BEGIN Text for analysis
That Cloth Mask for Smoggy Days? A Paper One Works Better.
Across Asia, hundreds of millions of motorcyclists, bicyclists and pedestrians wear face masks to protect themselves against air pollution. The masks come in many sizes and colors: Car-exhaust black is the most common, but Hello Kitty pink, Nike swooshes and Burberry tan plaid have been spotted. What has been lacking, until now, is data on whether they actually work.
The consequences are serious. Air pollution is rapidly increasing in Asian cities; it contributes to many deaths from lung disease, and studies have shown that heavy smog quickly erodes lung function.
Environmental health scientists from the University of Massachusetts, above, recently began testing masks they bought in street markets in Kathmandu, Nepal. Using a Styrofoam head, they found that the type of mask that is by far the most popular — inexpensive, washable cloth rectangles held in place by ear loops — provided little protection against the smallest particles, of less than 2.5 micrometers, that penetrate deepest into the lungs.
They were “better than nothing,” said Kabindra M. Shakya, an author of the study, which appeared in The Journal of Exposure Science and Environmental Epidemiology. But “wearers who stand next to a diesel truck and think they’re protected” were clearly at risk, said Richard E. Peltier, the lead author.
END Text for analysis
BEGIN Excerpted data
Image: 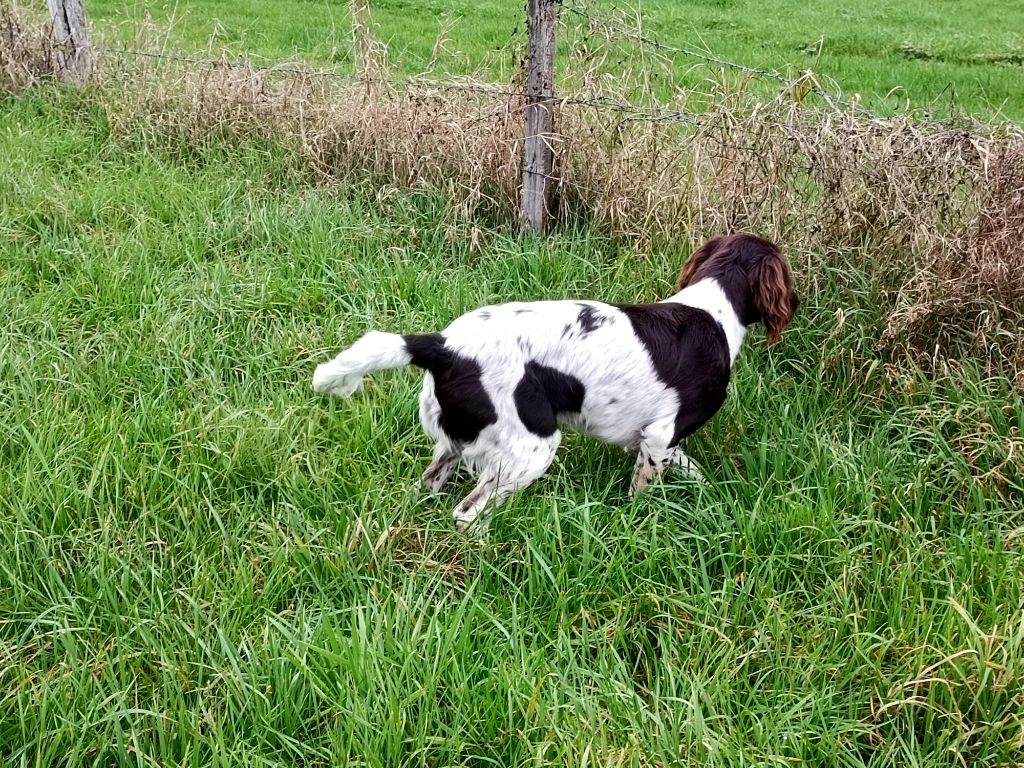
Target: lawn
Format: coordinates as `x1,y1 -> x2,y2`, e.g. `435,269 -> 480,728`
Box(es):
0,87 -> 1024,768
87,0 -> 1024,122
END Excerpted data
#### [Check your understanding]
[a] In the article on pollution masks, reproduce the passage between "Environmental health scientists" and "into the lungs.", inclusive, substituting "foam" for "Styrofoam".
[b] Condense the paragraph of the pollution-mask article that begins "Environmental health scientists from the University of Massachusetts" into a short bulleted list that keeps its main facts.

#### [Outputs by task]
[a]
Environmental health scientists from the University of Massachusetts, above, recently began testing masks they bought in street markets in Kathmandu, Nepal. Using a foam head, they found that the type of mask that is by far the most popular — inexpensive, washable cloth rectangles held in place by ear loops — provided little protection against the smallest particles, of less than 2.5 micrometers, that penetrate deepest into the lungs.

[b]
- Environmental health scientists from the University of Massachusetts recently began testing masks bought in street markets in Kathmandu, Nepal.
- They tested the masks on a Styrofoam head.
- The most popular type, an inexpensive, washable cloth rectangle held on by ear loops, gave little protection against particles smaller than 2.5 micrometers.
- These smallest particles penetrate deepest into the lungs.